What I most delight in out of doors is a good-sized paddock, green with couch-grass which, they tell me, lasts all summer; nice stables and poultry houses stand in the middle of it, and there is lots of room for my cows and chickens and pigs. We must not expect many flowers in the garden, for it is midwinter; but quantities of geraniums are in blossom, and they seem to grow almost wild in this sandy soil, the violets too are in profusion, that delicious sort called the “Blue Czar.” The turf is very green, and I have already seen a great many different sorts of trees from different climates and places all growing happily together, such as oaks and oleanders, gum trees and olives, bananas and willows. There are also several large fig trees, as well as peach, apricot, apple, pear, and almond trees, and I am sure Louis will have what he calls “a good time” in the summer among the fruit.
I cannot find any raspberry, gooseberry, or currant bushes, but large beds of strawberries slope down nearly to the water’s edge; and I ought certainly to tell you about the long arcades of vines which stretch in every direction, quite bare at this time of year, except for a russet leaf here and there. The varieties of grapes growing all over the garden appear to be endless, trained on espaliers as well as over these long arcades; and I can see from my window clumps of bamboo, and big tufts of handsome pampas grass and of the New Zealand flax. It is all extremely pretty, and we are delighted with our new home, I assure you. There are nice walks too about Perth, if it ever comes to pass that I have time to go out for a walk, but as yet I am much too tired by the afternoon for anything except a cup of tea and a rest when it has grown really too dark to settle things any more.
I need hardly say that the very first place to be arranged was Louis’s little room next mine, and it looked as cosy and bright as possible by the time the travellers drove up, on a lovely sunshiny morning, about mid-day, three days after I last wrote. Happily the weather remained gloriously fine until they were safely housed here, and you may imagine how thankful I felt when I heard the wind and rain beating on the roof the very first night after they had arrived, and thought that my little boy was snug in bed in the next room. He and Catherine declare they enjoyed themselves immensely, driving slowly through the dense bush, only going 35 or 40 miles a day. They took nearly a week about it, stopping to lunch at mid-day out in the bush or forest, under the shade of the big trees, and lighting a fire to boil their potatoes or their kettle. This was half the fun to Louis, who declares he is now an expert bushman, and is always inviting me to come and “camp out” in the bush. They were under the charge of a police constable who drove, and who seems to have taken great care of them. Louis tells me, with breathless delight, of seeing kangaroos darting across the track, almost in front of the horses, and of flocks of screaming white cockatoos overhead, and of having himself dislodged an opossum rat from a hollow log, which he was turning over lest a snake should have taken up its winter quarters there. They did not start until after breakfast each day, and managed to get under shelter by the early dark evenings. Only once were they out after five o’clock, and then it was over a very bad bit of road, where the horses had to walk nearly all the way, so deep were the water-filled holes. I really believe Louis liked that belated bit the best of all the journey.

» Short problem
Transcribe the passage on the new home near Perth word for word, from "What I most" to "among the fruit.".

» Extracted data
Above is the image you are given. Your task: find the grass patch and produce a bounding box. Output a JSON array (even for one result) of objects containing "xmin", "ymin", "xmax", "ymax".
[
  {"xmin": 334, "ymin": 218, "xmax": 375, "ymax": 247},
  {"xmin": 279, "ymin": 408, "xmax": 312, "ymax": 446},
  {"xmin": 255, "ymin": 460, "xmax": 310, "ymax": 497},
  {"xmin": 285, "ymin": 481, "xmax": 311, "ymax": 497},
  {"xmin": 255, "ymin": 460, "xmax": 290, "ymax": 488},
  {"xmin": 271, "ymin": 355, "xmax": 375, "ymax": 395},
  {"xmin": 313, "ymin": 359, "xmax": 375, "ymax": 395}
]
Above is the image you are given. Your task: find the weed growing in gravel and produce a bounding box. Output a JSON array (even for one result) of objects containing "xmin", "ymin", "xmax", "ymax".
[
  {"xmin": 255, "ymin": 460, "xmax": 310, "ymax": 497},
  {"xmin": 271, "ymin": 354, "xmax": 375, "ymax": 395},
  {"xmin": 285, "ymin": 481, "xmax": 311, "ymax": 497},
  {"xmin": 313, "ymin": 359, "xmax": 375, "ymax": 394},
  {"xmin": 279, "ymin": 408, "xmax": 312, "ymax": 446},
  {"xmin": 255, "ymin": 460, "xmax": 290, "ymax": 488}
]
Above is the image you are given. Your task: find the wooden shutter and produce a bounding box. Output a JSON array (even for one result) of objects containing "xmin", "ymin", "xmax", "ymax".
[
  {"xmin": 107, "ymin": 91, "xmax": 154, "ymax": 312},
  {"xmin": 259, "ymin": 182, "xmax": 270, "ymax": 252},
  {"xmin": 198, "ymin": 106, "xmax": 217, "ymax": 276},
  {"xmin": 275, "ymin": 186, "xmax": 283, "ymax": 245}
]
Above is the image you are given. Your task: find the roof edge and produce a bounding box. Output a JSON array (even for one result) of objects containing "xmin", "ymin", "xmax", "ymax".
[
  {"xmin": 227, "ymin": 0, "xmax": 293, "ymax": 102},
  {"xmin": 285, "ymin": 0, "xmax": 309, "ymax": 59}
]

» Correct answer
What I most delight in out of doors is a good-sized paddock, green with couch-grass which, they tell me, lasts all summer; nice stables and poultry houses stand in the middle of it, and there is lots of room for my cows and chickens and pigs. We must not expect many flowers in the garden, for it is midwinter; but quantities of geraniums are in blossom, and they seem to grow almost wild in this sandy soil, the violets too are in profusion, that delicious sort called the “Blue Czar.” The turf is very green, and I have already seen a great many different sorts of trees from different climates and places all growing happily together, such as oaks and oleanders, gum trees and olives, bananas and willows. There are also several large fig trees, as well as peach, apricot, apple, pear, and almond trees, and I am sure Louis will have what he calls “a good time” in the summer among the fruit.